◆ WRITTEN EXERCISE 1 ◆
Copy out the piece on M&T Bank Stadium word for word.

◆ TEXT TO READ ◆
In 10 years of existence, M&T Bank Stadium has been the scene of glorious Ravens victories, gripping college football showdowns, tense lacrosse championships and wild outdoor rock shows. Eyes have grown moist at tributes to fallen heroes, and hearts have leaped into throats at the wacky conclusions of high school football games. But the stadium, which opened Sept.6, 1998, has not held an event more memorable than that painful game against the Colts.
"It was embarrassing," cornerback Chris McAlister said, "for ourselves and for our city."
Though players downplayed the historical angle throughout the week, several seemed taken aback by the intensity around the contest. Signs around the stadium proclaimed fans' desire for revenge. Harsh words filled the air.
"I hope we can just move on," Manning said afterward. "I was 8 years old when that happened. It was one guy's decision, and that one guy isn't around anymore. I think we need to get past it, but we saw a lot of middle fingers on the bus ride in here."
No doubt he would see them again if the Colts were to return for a playoff game this winter.
Here are the nine other most memorable happenings from 10 years at M&T Bank Stadium, along with a few extras for fun.
2. The Ravens beat the Denver Broncos in their first home playoff game (Dec.31, 2000)
Baltimore had not had a home playoff game since 1977, or a home playoff victory since 1971. The Ravens' historically great defense allowed the NFL's second-ranked offense to cross midfield once in the 21-3 wild-card victory.
"The emotion was high because it's been 23years since this city had a playoff game," Ray Lewis said. "I was 2years old the last playoff game that was in Baltimore. The thing now is to keep rolling. Nothing else matters but the next game."
The Ravens did pretty well in the next three contests, actually, continuing their defensive dominance on the way to a championship.
3. Ravens rally to win in Colts' first visit back to Baltimore (Nov.29, 1998)

◆ ENTRIES ◆
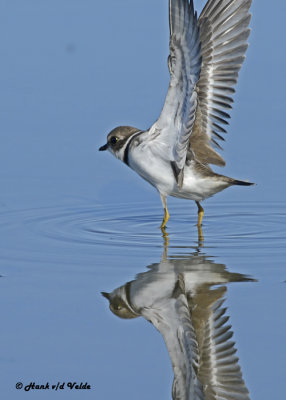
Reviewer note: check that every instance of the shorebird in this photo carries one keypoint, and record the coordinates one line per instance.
(183, 299)
(175, 154)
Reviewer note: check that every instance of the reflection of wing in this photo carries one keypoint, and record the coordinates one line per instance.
(219, 371)
(177, 117)
(223, 33)
(172, 319)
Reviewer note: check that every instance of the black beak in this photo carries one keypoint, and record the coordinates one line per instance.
(103, 148)
(106, 295)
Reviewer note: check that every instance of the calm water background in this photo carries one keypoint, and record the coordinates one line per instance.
(75, 222)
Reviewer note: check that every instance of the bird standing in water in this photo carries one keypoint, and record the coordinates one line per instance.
(206, 54)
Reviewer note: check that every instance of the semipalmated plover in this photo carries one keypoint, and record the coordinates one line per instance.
(206, 54)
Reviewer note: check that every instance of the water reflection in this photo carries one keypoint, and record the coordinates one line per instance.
(178, 297)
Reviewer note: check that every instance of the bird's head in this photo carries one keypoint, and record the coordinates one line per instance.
(117, 140)
(119, 305)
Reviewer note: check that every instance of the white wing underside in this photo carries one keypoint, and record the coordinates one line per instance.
(206, 55)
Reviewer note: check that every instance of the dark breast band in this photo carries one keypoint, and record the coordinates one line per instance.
(126, 150)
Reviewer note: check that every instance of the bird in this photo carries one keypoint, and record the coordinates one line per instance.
(183, 298)
(175, 153)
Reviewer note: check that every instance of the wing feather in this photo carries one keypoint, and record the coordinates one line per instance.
(224, 30)
(177, 118)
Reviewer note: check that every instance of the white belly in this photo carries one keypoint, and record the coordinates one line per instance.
(158, 172)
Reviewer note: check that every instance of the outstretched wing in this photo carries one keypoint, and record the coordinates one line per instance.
(224, 30)
(219, 372)
(178, 115)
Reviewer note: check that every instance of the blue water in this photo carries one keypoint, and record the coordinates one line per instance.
(56, 261)
(75, 222)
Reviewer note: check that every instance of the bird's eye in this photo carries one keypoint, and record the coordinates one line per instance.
(113, 140)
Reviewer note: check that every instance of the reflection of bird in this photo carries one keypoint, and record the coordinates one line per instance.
(206, 55)
(177, 297)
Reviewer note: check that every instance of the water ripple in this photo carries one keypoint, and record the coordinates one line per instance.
(137, 225)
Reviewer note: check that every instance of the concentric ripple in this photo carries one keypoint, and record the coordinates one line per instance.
(137, 225)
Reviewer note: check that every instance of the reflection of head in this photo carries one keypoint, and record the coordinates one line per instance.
(180, 297)
(119, 304)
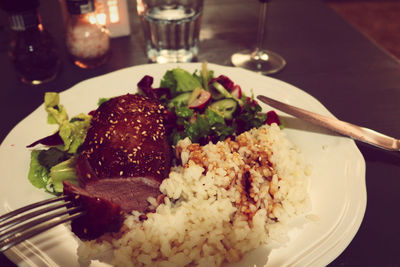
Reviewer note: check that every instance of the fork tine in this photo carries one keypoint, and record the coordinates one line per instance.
(21, 236)
(31, 206)
(11, 221)
(32, 223)
(33, 219)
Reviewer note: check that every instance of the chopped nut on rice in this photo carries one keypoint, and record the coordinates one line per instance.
(225, 200)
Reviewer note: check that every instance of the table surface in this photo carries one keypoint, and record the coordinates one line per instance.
(353, 77)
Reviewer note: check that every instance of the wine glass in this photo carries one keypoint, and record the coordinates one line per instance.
(259, 60)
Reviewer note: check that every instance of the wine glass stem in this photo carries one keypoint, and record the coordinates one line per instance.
(261, 25)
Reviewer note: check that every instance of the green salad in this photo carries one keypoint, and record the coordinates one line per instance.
(201, 107)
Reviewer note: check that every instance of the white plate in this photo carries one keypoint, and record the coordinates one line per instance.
(337, 189)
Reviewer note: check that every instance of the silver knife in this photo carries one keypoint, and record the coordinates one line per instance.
(356, 132)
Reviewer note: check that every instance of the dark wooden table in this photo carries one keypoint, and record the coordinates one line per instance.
(356, 80)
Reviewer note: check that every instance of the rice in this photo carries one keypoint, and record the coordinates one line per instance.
(224, 200)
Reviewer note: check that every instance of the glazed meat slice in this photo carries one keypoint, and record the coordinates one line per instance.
(101, 216)
(129, 193)
(127, 138)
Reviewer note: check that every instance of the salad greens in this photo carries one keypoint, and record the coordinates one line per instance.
(208, 108)
(49, 167)
(202, 107)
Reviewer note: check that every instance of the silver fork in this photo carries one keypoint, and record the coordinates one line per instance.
(33, 219)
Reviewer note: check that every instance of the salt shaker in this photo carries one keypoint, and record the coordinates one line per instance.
(32, 48)
(87, 41)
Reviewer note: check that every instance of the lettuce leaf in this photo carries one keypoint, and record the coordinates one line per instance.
(180, 81)
(73, 132)
(38, 174)
(56, 113)
(64, 170)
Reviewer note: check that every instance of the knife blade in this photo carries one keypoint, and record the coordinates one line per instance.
(359, 133)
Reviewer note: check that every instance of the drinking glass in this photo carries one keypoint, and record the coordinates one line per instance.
(259, 60)
(171, 29)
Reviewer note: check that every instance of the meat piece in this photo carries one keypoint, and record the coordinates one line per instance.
(129, 193)
(127, 138)
(122, 162)
(101, 215)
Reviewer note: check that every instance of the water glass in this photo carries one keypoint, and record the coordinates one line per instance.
(171, 29)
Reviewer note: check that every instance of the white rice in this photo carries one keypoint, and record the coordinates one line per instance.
(210, 215)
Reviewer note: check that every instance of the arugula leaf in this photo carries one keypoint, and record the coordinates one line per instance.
(179, 81)
(52, 156)
(198, 129)
(184, 112)
(73, 133)
(38, 174)
(64, 170)
(169, 81)
(56, 113)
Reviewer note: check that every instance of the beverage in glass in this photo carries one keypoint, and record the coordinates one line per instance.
(171, 29)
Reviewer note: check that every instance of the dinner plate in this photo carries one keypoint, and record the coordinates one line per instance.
(337, 189)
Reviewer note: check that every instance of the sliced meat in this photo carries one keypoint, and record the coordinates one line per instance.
(101, 215)
(129, 193)
(126, 138)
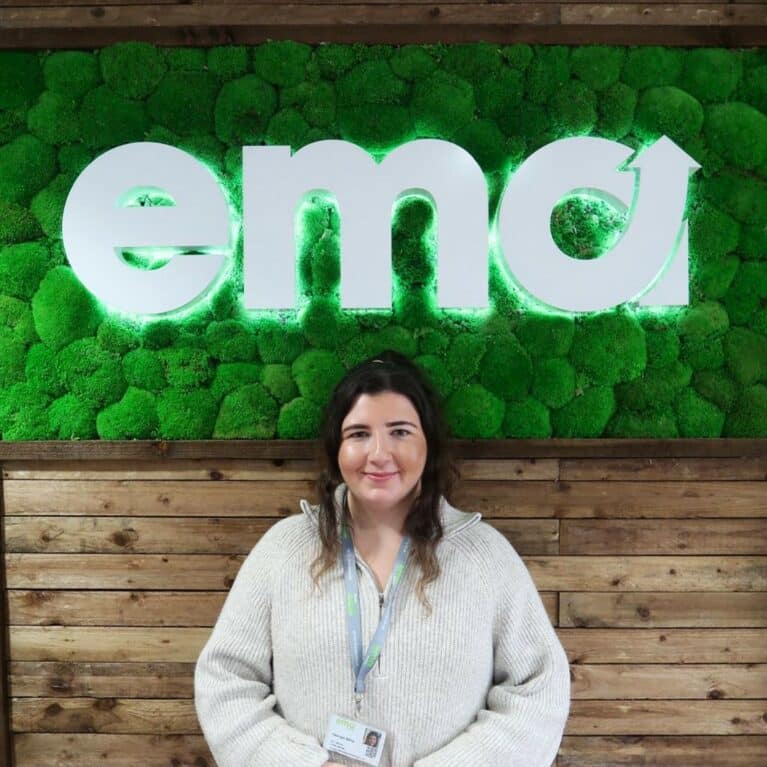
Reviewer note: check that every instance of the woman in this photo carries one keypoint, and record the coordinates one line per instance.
(383, 607)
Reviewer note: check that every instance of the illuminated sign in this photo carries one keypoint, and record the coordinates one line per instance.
(647, 265)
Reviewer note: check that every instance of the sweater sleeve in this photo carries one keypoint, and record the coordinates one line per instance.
(527, 705)
(233, 676)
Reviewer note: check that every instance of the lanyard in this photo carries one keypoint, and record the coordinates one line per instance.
(362, 665)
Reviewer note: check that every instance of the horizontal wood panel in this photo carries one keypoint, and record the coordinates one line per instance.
(101, 680)
(667, 536)
(183, 645)
(690, 610)
(216, 572)
(200, 535)
(492, 498)
(666, 681)
(679, 751)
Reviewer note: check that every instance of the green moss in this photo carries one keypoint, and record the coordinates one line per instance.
(21, 78)
(63, 309)
(599, 66)
(441, 105)
(243, 109)
(585, 416)
(472, 412)
(316, 101)
(549, 72)
(41, 371)
(186, 367)
(281, 62)
(70, 418)
(711, 74)
(609, 347)
(616, 108)
(647, 66)
(17, 224)
(132, 69)
(234, 375)
(48, 204)
(573, 109)
(228, 61)
(230, 341)
(464, 355)
(505, 369)
(738, 132)
(666, 110)
(24, 413)
(743, 196)
(53, 119)
(717, 387)
(143, 369)
(553, 382)
(746, 353)
(26, 166)
(186, 414)
(316, 373)
(748, 417)
(108, 119)
(22, 268)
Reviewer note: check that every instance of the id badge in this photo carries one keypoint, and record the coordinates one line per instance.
(354, 739)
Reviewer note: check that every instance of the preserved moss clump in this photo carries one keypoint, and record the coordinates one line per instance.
(22, 268)
(738, 132)
(505, 369)
(281, 62)
(184, 102)
(585, 416)
(186, 413)
(132, 69)
(669, 111)
(21, 78)
(26, 167)
(247, 413)
(63, 310)
(441, 105)
(108, 119)
(243, 109)
(599, 66)
(299, 419)
(711, 74)
(472, 412)
(609, 348)
(553, 382)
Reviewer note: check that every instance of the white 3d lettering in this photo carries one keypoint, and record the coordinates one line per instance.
(648, 264)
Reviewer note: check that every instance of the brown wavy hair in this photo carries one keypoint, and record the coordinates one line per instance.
(388, 372)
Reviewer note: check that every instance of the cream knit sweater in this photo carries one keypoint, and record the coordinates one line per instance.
(481, 682)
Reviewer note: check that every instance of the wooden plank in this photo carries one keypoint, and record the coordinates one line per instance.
(666, 681)
(665, 645)
(29, 679)
(667, 536)
(170, 572)
(140, 645)
(97, 750)
(663, 469)
(688, 610)
(673, 751)
(667, 717)
(108, 715)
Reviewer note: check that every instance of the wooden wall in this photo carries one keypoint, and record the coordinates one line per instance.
(651, 558)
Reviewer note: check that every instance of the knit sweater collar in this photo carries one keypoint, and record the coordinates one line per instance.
(453, 520)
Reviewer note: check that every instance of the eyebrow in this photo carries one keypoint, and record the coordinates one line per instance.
(389, 423)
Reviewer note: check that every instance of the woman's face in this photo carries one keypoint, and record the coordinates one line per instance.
(383, 451)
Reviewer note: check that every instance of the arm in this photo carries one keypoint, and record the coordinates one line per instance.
(527, 705)
(233, 678)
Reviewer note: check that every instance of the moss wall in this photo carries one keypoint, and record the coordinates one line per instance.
(70, 370)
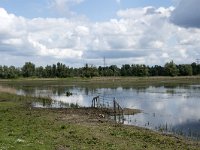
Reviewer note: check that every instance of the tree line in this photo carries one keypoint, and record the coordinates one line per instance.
(60, 70)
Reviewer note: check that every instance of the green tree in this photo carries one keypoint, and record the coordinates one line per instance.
(185, 70)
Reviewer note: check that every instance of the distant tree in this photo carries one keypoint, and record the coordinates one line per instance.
(185, 70)
(156, 71)
(171, 69)
(28, 70)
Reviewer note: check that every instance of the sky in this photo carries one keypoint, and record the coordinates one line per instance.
(76, 32)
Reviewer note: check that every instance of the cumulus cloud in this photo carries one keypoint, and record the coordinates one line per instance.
(138, 35)
(187, 14)
(63, 6)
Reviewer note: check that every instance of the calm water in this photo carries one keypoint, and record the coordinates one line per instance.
(168, 109)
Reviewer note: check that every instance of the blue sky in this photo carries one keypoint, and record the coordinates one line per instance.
(95, 10)
(76, 32)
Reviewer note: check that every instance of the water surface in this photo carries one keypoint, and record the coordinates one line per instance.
(166, 108)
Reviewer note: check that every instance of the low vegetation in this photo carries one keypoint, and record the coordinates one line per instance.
(60, 70)
(24, 127)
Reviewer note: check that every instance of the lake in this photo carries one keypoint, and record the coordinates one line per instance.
(170, 109)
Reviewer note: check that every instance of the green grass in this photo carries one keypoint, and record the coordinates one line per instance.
(22, 127)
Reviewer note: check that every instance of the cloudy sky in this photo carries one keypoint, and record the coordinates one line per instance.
(76, 32)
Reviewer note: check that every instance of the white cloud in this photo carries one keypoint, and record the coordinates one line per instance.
(139, 35)
(63, 6)
(187, 14)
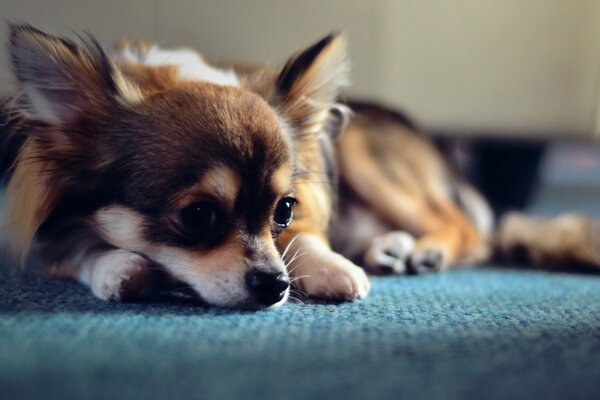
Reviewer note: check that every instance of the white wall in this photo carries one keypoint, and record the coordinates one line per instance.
(516, 66)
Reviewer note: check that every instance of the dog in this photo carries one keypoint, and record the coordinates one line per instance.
(144, 169)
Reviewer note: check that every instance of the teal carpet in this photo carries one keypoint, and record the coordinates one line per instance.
(486, 333)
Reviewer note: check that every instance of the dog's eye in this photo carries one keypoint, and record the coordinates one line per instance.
(284, 212)
(200, 216)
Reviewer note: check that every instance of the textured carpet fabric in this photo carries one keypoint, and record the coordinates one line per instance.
(485, 333)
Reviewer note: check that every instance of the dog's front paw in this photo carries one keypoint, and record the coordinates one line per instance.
(399, 253)
(390, 253)
(117, 275)
(322, 273)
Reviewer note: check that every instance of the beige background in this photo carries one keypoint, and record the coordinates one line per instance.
(514, 66)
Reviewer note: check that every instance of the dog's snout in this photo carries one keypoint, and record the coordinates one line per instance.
(268, 287)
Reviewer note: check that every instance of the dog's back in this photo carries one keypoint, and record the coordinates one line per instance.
(403, 208)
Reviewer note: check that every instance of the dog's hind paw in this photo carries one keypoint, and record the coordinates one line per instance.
(426, 260)
(390, 253)
(399, 253)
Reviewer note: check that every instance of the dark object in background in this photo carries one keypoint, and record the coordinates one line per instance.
(506, 171)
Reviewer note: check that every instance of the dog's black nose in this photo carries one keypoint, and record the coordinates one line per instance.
(267, 287)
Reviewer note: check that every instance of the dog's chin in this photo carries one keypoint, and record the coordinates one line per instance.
(249, 304)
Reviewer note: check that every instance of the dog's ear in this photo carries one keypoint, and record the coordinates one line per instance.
(59, 79)
(309, 83)
(337, 120)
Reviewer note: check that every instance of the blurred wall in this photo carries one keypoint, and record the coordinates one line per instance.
(511, 66)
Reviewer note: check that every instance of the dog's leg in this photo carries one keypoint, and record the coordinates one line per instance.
(567, 240)
(116, 274)
(320, 272)
(315, 268)
(409, 198)
(74, 251)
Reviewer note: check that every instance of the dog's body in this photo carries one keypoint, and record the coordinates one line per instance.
(148, 168)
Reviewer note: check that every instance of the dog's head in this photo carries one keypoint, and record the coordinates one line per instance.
(196, 176)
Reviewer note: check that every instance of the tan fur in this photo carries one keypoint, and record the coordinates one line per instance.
(400, 176)
(29, 200)
(554, 242)
(281, 180)
(220, 184)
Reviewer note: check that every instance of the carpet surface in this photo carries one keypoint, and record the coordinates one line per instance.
(484, 333)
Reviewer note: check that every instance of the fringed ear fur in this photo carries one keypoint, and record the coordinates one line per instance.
(309, 83)
(59, 82)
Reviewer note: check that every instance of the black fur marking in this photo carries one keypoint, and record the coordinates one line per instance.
(300, 63)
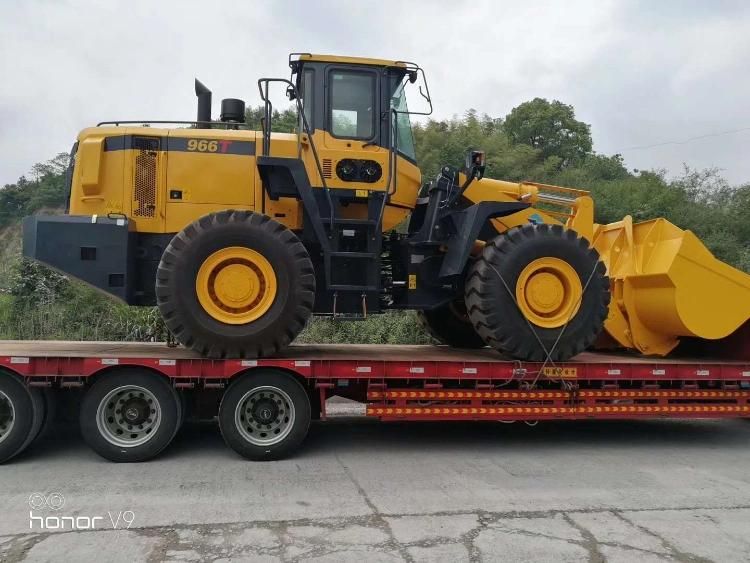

◆ WRITTEN EXERCISE 2 ◆
Move the rows from the line holding "Reviewer note: check that every instance of the black fur" through the end of the rows into your answer, both ends included, keeping every line and adding 20 to each number in the coordinates. Leave out the pictures.

◆ FULL OUTPUT 1 ◆
In 10 years of existence, M&T Bank Stadium has been the scene of glorious Ravens victories, gripping college football showdowns, tense lacrosse championships and wild outdoor rock shows. Eyes have grown moist at tributes to fallen heroes, and hearts have leaped into throats at the wacky conclusions of high school football games. But the stadium, which opened Sept.6, 1998, has not held an event more memorable than that painful game against the Colts.
"It was embarrassing," cornerback Chris McAlister said, "for ourselves and for our city."
Though players downplayed the historical angle throughout the week, several seemed taken aback by the intensity around the contest. Signs around the stadium proclaimed fans' desire for revenge. Harsh words filled the air.
"I hope we can just move on," Manning said afterward. "I was 8 years old when that happened. It was one guy's decision, and that one guy isn't around anymore. I think we need to get past it, but we saw a lot of middle fingers on the bus ride in here."
No doubt he would see them again if the Colts were to return for a playoff game this winter.
Here are the nine other most memorable happenings from 10 years at M&T Bank Stadium, along with a few extras for fun.
2. The Ravens beat the Denver Broncos in their first home playoff game (Dec.31, 2000)
Baltimore had not had a home playoff game since 1977, or a home playoff victory since 1971. The Ravens' historically great defense allowed the NFL's second-ranked offense to cross midfield once in the 21-3 wild-card victory.
"The emotion was high because it's been 23years since this city had a playoff game," Ray Lewis said. "I was 2years old the last playoff game that was in Baltimore. The thing now is to keep rolling. Nothing else matters but the next game."
The Ravens did pretty well in the next three contests, actually, continuing their defensive dominance on the way to a championship.
3. Ravens rally to win in Colts' first visit back to Baltimore (Nov.29, 1998)

◆ FULL OUTPUT 2 ◆
Reviewer note: check that every instance of the black fur marking in this photo carries one keypoint, and record the coordinates one line per instance.
(320, 83)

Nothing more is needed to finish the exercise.